## Compito assegnato 1
Elenca, in base all'estratto, i luoghi e le opere che ricordano Salvo D'Acquisto, indicando per ciascuno il numero riportato.
## Compito assegnato 2
Rispondi alle seguenti domande basandoti sull'estratto.
(a) Chi interpreta Luigi Manfredi?
(b) Quale onorificenza conferisce l'Arma al giovane?
(c) In che anno e in quale zona nasce Giuseppe nel film?

## Estratto della fonte
Dal fronte - come istintivamente previsto - Manfredi non torna. La madre alleva il piccolo Giuseppe (nato dunque nel 1916 dalle parti di Roma e non nel 1920 a Napoli come l’autentico Salvo D’Acquisto il quale peraltro non era figlio di un carabiniere) con l’idea di farne un sacerdote. La famiglia è composta di rurali, di solidi possidenti che coltivano la propria terra. C’è l’energico capofamiglia Luigi Manfredi (un valido Gino Cervi) e c’è anche l’immancabile zio prete il quale veglia sul cammino spirituale di Giuseppe che infatti studia in seminario, porta la tonaca ma all’ultimo momento cede alla vocazione dell’Arma, ereditata dal ricordo del padre. Entra felicemente a farne parte, fa a tempo a gustare la divisa, l’avanzamento di grado, le fastose parate dei suoi colleghi (il film si configura - fin dal titolo - come un omaggio al corpo dei carabinieri) ma poi, improvvisi, giungono l’8 settembre e gli eventi di Torrimpietra (paesino alla periferia di Roma).
L’intero episodio conclusivo è segnato dalla sobria intensità delle immagini, la cui armoniosa misura riesce a restituire il momento del sacrificio, evitando ogni retorica. Lo sguardo, in qualche modo stupefatto, degli ufficiali tedeschi riproduce quello rispettoso del regista il quale descrive con ferma semplicità i tragici eventi, guardandoli come “da lontano” e accompagnandoli con commossi movimenti di macchina.
La fiamma del titolo indica dunque numerose realtà materiali e spirituali: indica innanzitutto il simbolo dell’Arma; allude anche alla sua vocazione civile come pure ci parla di un mistico fuoco interiore che sopravvive anche nelle situazioni più drammatiche e oscure.
Resta da ricordare che il sacrificio del vicebrigadiere verrà in seguito onorato dall’Arma che conferirà la Medaglia d’oro al valor militare al giovane con motivazioni in cui si parla di “pagina indelebile di puro eroismo”, nonché verrà ricordato in una ventina di monumenti e di caserme intitolati a Salvo D’Acquisto come pure una sessantina di scuole, una cinquantina piazze e almeno trecentocinquanta strade.

## Record forniti
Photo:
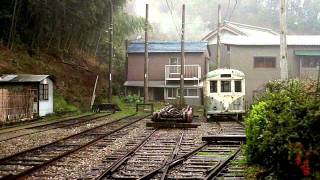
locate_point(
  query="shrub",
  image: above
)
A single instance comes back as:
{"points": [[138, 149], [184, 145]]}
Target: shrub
{"points": [[60, 105], [133, 99], [281, 130]]}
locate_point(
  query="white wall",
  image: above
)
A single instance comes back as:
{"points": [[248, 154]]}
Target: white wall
{"points": [[46, 106]]}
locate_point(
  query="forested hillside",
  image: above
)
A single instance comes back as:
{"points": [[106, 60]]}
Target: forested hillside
{"points": [[67, 39]]}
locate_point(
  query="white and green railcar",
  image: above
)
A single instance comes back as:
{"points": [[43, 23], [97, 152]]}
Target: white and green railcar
{"points": [[224, 93]]}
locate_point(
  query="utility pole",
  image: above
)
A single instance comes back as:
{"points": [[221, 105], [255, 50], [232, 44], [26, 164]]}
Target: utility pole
{"points": [[318, 82], [283, 40], [146, 58], [218, 37], [182, 57], [110, 52]]}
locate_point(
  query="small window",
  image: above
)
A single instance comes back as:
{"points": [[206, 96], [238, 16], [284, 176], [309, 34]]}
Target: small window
{"points": [[172, 92], [237, 86], [310, 62], [174, 61], [192, 92], [264, 62], [225, 75], [213, 86], [225, 86], [44, 92]]}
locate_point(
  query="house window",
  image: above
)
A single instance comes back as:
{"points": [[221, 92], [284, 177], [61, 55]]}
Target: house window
{"points": [[225, 86], [189, 92], [213, 86], [310, 62], [172, 92], [174, 61], [264, 62], [237, 86], [192, 92], [174, 68], [44, 92]]}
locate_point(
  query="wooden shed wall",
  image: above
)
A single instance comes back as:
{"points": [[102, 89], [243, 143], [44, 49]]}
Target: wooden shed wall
{"points": [[16, 103]]}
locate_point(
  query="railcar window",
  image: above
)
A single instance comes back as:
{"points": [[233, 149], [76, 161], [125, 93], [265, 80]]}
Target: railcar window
{"points": [[310, 61], [237, 86], [172, 92], [264, 62], [213, 86], [225, 86], [225, 75]]}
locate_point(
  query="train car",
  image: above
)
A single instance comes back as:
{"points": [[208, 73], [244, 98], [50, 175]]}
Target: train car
{"points": [[224, 93]]}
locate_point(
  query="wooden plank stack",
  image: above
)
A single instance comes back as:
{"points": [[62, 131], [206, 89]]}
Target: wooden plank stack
{"points": [[170, 113]]}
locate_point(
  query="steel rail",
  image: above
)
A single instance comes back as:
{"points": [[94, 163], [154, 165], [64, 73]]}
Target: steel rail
{"points": [[174, 162], [213, 174], [122, 160], [44, 130], [47, 162], [174, 154], [4, 128]]}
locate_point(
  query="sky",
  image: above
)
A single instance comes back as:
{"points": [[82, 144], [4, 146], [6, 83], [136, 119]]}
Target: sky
{"points": [[165, 16]]}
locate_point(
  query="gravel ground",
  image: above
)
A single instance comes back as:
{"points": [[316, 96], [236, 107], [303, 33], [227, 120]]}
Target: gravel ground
{"points": [[79, 164], [30, 141]]}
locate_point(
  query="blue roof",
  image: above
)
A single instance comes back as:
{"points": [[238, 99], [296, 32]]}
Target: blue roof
{"points": [[167, 46]]}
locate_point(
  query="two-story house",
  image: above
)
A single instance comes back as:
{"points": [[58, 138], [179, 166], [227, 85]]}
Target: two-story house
{"points": [[256, 52], [164, 70]]}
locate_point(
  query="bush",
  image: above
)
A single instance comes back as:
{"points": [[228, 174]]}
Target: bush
{"points": [[133, 99], [60, 105], [281, 130]]}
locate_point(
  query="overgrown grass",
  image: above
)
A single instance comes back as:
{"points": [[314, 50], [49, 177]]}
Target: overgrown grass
{"points": [[61, 106]]}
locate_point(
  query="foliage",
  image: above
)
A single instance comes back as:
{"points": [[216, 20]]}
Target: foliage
{"points": [[133, 99], [60, 105], [285, 117]]}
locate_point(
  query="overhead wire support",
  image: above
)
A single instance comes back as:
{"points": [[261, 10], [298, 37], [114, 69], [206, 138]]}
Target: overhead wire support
{"points": [[172, 17], [146, 59], [182, 57], [283, 40], [218, 38], [110, 52]]}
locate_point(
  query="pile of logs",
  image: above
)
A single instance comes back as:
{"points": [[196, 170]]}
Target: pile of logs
{"points": [[170, 113]]}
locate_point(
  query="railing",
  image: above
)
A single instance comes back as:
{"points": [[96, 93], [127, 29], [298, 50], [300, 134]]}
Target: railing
{"points": [[191, 72]]}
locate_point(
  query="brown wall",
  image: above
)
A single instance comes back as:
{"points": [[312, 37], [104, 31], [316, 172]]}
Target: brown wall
{"points": [[157, 62]]}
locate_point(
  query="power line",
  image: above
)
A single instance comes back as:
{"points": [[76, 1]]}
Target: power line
{"points": [[226, 14], [234, 7], [172, 17]]}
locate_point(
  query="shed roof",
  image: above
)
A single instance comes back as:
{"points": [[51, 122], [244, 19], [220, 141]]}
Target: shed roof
{"points": [[155, 84], [292, 40], [167, 46], [15, 78]]}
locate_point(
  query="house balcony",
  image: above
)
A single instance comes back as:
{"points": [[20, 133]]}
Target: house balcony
{"points": [[191, 72]]}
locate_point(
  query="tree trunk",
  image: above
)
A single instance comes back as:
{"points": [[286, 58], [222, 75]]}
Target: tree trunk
{"points": [[12, 28]]}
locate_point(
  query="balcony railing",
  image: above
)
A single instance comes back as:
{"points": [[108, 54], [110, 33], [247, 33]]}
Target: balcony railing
{"points": [[191, 72]]}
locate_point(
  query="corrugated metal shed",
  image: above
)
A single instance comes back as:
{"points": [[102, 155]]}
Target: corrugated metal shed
{"points": [[292, 40], [307, 52], [15, 78], [167, 46]]}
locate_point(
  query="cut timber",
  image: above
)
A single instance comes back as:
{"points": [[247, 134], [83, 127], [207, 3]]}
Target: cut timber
{"points": [[171, 124], [105, 107], [225, 138]]}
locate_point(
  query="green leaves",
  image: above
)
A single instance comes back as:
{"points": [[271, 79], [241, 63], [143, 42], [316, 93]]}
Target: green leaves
{"points": [[285, 111]]}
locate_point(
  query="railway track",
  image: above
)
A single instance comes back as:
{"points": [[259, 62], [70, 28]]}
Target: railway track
{"points": [[46, 127], [29, 161], [173, 154]]}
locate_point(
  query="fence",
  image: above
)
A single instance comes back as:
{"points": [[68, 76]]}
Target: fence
{"points": [[15, 105]]}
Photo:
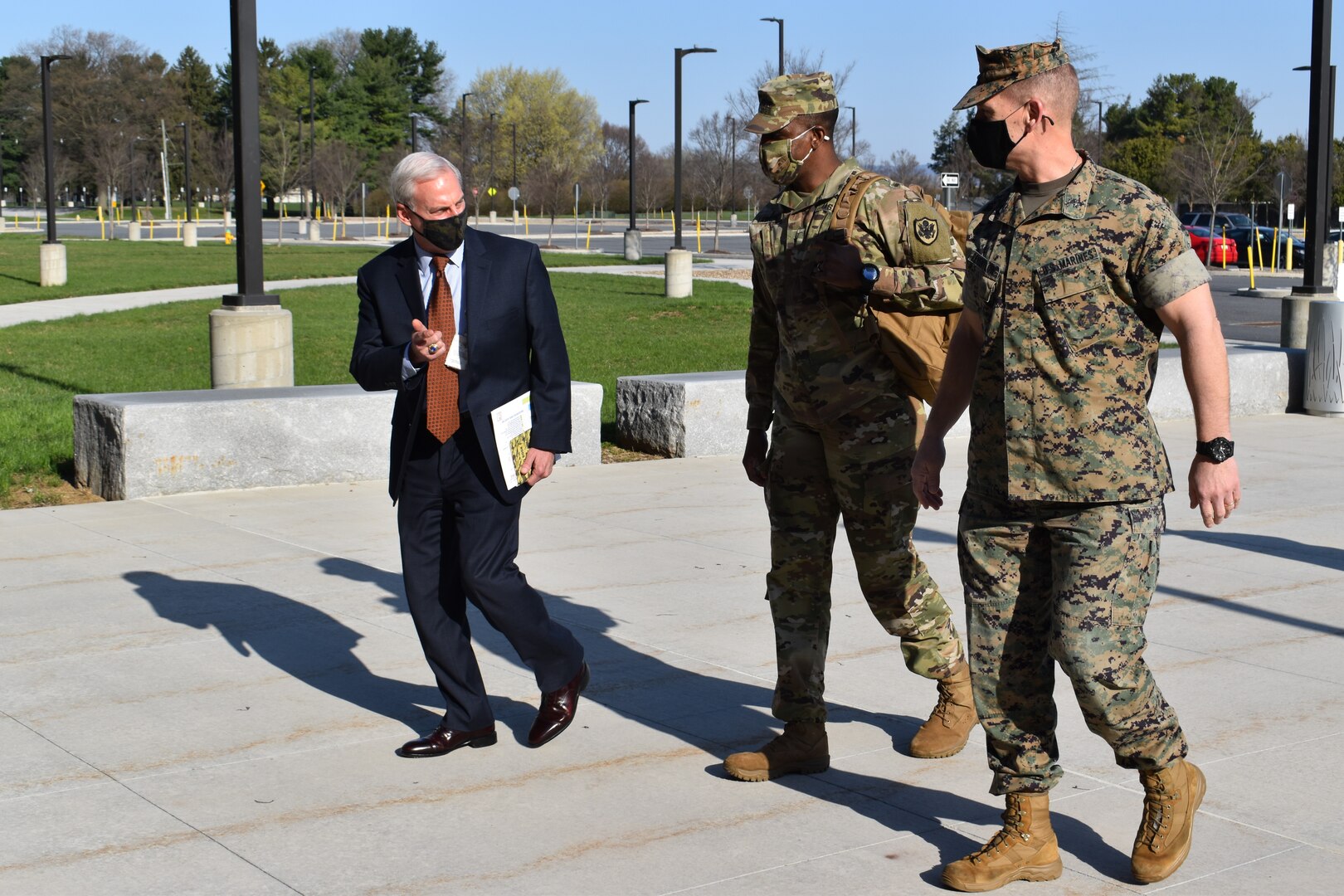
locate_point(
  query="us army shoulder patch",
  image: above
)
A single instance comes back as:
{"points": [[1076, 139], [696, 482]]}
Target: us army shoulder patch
{"points": [[925, 230]]}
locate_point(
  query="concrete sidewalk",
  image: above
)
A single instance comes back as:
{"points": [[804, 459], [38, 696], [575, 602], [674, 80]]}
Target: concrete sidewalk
{"points": [[202, 694]]}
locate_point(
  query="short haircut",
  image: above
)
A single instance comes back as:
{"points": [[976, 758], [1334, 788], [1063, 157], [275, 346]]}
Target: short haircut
{"points": [[1058, 88], [824, 119], [417, 168]]}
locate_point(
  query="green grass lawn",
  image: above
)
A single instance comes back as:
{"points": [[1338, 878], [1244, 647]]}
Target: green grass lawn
{"points": [[119, 266], [613, 325]]}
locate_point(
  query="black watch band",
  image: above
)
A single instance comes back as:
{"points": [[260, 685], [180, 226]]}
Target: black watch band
{"points": [[1215, 450], [869, 275]]}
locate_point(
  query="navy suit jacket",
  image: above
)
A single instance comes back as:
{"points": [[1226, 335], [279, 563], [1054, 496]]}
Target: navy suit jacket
{"points": [[514, 344]]}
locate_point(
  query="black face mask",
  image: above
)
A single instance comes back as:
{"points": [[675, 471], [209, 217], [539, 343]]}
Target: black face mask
{"points": [[990, 141], [444, 232]]}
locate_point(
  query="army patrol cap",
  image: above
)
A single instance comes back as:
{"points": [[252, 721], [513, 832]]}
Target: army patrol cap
{"points": [[786, 97], [1008, 65]]}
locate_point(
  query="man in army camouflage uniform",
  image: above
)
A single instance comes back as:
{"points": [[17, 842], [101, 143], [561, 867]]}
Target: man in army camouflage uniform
{"points": [[1071, 275], [843, 425]]}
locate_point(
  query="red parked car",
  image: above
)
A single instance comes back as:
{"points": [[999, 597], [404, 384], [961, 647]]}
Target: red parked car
{"points": [[1225, 249]]}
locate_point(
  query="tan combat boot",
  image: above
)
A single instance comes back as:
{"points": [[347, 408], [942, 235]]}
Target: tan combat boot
{"points": [[801, 748], [951, 723], [1171, 796], [1025, 850]]}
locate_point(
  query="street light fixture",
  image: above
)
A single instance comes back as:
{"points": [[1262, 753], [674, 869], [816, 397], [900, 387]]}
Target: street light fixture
{"points": [[49, 147], [1319, 158], [633, 104], [676, 160], [464, 134], [186, 164], [780, 22]]}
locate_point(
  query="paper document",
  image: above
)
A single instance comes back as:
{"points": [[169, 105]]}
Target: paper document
{"points": [[513, 437]]}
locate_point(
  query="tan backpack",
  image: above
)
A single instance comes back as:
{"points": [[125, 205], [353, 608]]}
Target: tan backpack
{"points": [[916, 344]]}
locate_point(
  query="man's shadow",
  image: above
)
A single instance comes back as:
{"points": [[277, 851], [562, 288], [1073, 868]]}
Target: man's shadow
{"points": [[676, 700], [296, 638]]}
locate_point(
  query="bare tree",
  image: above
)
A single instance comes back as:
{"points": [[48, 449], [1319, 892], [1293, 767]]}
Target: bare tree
{"points": [[905, 168], [611, 163], [1218, 156]]}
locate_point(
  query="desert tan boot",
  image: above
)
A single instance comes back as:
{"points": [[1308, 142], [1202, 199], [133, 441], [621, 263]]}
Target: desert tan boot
{"points": [[1171, 796], [1023, 850], [801, 748], [951, 723]]}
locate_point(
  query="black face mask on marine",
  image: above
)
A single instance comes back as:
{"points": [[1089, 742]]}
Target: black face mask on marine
{"points": [[444, 232], [990, 141]]}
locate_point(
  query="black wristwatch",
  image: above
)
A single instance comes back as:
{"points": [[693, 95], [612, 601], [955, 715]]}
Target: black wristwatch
{"points": [[869, 277], [1215, 450]]}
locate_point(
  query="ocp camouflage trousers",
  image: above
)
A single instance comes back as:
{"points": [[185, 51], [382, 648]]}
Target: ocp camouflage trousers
{"points": [[1062, 583], [856, 468]]}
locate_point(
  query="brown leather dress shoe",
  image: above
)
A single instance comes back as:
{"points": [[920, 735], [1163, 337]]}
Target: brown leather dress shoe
{"points": [[444, 742], [557, 709]]}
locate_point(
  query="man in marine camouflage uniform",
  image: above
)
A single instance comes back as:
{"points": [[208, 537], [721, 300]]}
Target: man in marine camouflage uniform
{"points": [[843, 425], [1071, 275]]}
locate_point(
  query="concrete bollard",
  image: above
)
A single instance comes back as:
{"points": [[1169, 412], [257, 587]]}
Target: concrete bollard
{"points": [[633, 245], [251, 347], [51, 258], [676, 269], [1293, 314], [1322, 392]]}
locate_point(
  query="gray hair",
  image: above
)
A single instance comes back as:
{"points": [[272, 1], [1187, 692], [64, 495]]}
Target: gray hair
{"points": [[417, 168]]}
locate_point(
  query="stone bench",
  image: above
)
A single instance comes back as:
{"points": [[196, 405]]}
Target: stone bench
{"points": [[136, 445], [704, 414]]}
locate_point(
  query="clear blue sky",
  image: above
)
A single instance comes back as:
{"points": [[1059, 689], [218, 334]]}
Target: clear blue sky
{"points": [[902, 86]]}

## Risultato 1
- Monumenti e caserme: una ventina
- Scuole: una sessantina
- Piazze: una cinquantina
- Strade: almeno trecentocinquanta

## Risultato 2
(a) Gino Cervi.
(b) La Medaglia d'oro al valor militare.
(c) Nel 1916, dalle parti di Roma.